• FUENTE
|---|

En las enseñanzas que dio cuando estuvo personalmente aquí entre los hombres, Jesús dirigió los pensamientos del pueblo hacia el Antiguo Testamento. Dijo a los judíos: «Escudriñad las Escrituras, porque a vosotros os parece que en ellas tenéis la vida eterna; y ellas son las que dan testimonio de mí.» (Juan 5:39.) En aquel entonces los libros del Antiguo Testamento eran la única parte de la Biblia que existía. Otra vez el Hijo de Dios declaró: «A Moisés y a los profetas tienen: óiganlos.» Y agregó: «Si no oyen a Moisés y a los profetas, tampoco se persuadirán, si alguno se levantare de los muertos.» (Luc. 16:29, 31).

La ley ceremonial fue dada por Cristo. Aun después de ser abolida, Pablo la presentó a los judíos en su verdadero marco y valor, mostrando el lugar que ocupaba en el plan de la redención, así cómo su relación con la obra de Cristo; y el gran apóstol declara que esta ley es gloriosa, digna de su divino Originador. El solemne servicio del santuario representaba las grandes verdades que habían de ser reveladas a través de las siguientes generaciones. La nube de incienso que ascendía con las oraciones de Israel representaba su justicia, que es lo único que puede hacer aceptable ante Dios la oración del pecador; la víctima sangrante en el altar del sacrificio daba testimonio del Redentor que había de venir; y el lugar santísimo irradiaba la señal visible de la presencia divina. Así, a través de siglos y siglos de tinieblas y apostasía, la fe se mantuvo viva en los corazones humanos hasta que llegó el tiempo del advenimiento del Mesías prometido.

|---|

• MATERIAL DE TRABAJO
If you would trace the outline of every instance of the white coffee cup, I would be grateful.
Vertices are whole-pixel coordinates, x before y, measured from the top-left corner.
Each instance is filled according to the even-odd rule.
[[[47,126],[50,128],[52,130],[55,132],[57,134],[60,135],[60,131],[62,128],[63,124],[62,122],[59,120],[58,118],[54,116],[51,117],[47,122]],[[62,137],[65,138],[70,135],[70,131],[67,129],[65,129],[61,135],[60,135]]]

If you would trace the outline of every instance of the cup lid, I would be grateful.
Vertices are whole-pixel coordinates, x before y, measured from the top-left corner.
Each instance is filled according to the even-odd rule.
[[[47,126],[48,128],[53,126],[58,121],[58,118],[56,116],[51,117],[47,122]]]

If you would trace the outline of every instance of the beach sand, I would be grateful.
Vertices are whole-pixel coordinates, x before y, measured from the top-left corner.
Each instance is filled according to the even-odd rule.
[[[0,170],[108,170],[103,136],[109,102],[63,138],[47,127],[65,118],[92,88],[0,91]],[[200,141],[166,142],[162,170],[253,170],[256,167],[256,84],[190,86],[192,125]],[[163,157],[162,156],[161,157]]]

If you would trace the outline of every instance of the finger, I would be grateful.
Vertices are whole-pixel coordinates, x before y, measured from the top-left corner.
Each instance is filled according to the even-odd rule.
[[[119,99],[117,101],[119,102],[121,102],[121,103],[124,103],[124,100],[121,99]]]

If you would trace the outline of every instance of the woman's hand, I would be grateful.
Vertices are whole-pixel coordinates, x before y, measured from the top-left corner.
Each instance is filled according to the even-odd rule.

|---|

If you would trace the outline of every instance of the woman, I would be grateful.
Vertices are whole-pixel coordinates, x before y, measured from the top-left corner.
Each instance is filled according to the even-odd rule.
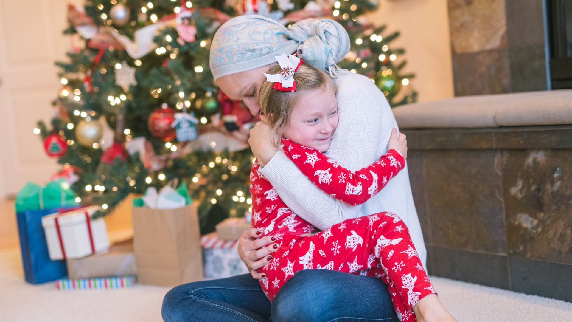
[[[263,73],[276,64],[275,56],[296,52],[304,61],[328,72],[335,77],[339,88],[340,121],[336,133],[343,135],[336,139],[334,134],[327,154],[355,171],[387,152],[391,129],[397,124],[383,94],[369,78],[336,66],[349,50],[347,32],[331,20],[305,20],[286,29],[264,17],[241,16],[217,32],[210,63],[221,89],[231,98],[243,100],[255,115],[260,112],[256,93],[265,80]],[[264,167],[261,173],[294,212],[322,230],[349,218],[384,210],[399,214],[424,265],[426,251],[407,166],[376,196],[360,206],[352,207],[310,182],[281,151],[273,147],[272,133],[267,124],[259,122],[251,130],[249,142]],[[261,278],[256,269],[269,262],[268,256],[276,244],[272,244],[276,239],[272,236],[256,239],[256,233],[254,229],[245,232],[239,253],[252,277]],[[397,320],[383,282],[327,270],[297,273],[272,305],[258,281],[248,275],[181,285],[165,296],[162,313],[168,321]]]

|---|

• INSTRUCCIONES
1/ Cuenta cuántas líneas de los registros contienen la cadena "trace", respetando mayúsculas y minúsculas, y escribe únicamente ese número.
2/ Prosigue el texto sobre el Antiguo Testamento y la ley ceremonial a partir de su última oración.

• RESPUESTAS
1/ 6

2/
Jesús era ya la luz de su pueblo, la luz del mundo, antes de venir a la tierra en forma humana. El primer rayo de luz que penetró la lobreguez en que el pecado había envuelto al mundo, provino de Cristo. Y de él ha emanado todo rayo de resplandor celestial que ha caído sobre los habitantes de la tierra. En el plan de la redención, Cristo es el Alfa y la Omega, el Primero y el Ultimo. Desde que el Salvador derramó su sangre para la remisión  de los pecados, y ascendió al cielo «para presentarse ahora por nosotros en la presencia de Dios» (Heb. 9: 24), raudales de luz han brotado de la cruz del Calvario y de los lugares santos del santuario celestial

Pero porque se nos haya otorgado una luz más clara no debiéramos menospreciar la que en tiempos anteriores fue recibida mediante símbolos que revelaban al Salvador futuro. El Evangelio de Cristo arroja luz sobre la economía judía y da significado a la ley ceremonial. A medida que se revelan nuevas verdades, y se aclara aún más lo que se sabía desde el principio, se hacen más manifiestos el carácter y los propósitos de Dios en su trato con su pueblo escogido. Todo rayo de luz adicional que recibimos nos hace comprender mejor el plan de redención, cumplimiento de la voluntad divina en favor de la salvación del hombre. Vemos nueva belleza y fuerza en la Palabra inspirada, y la estudiamos con interés más profundo y concentrado.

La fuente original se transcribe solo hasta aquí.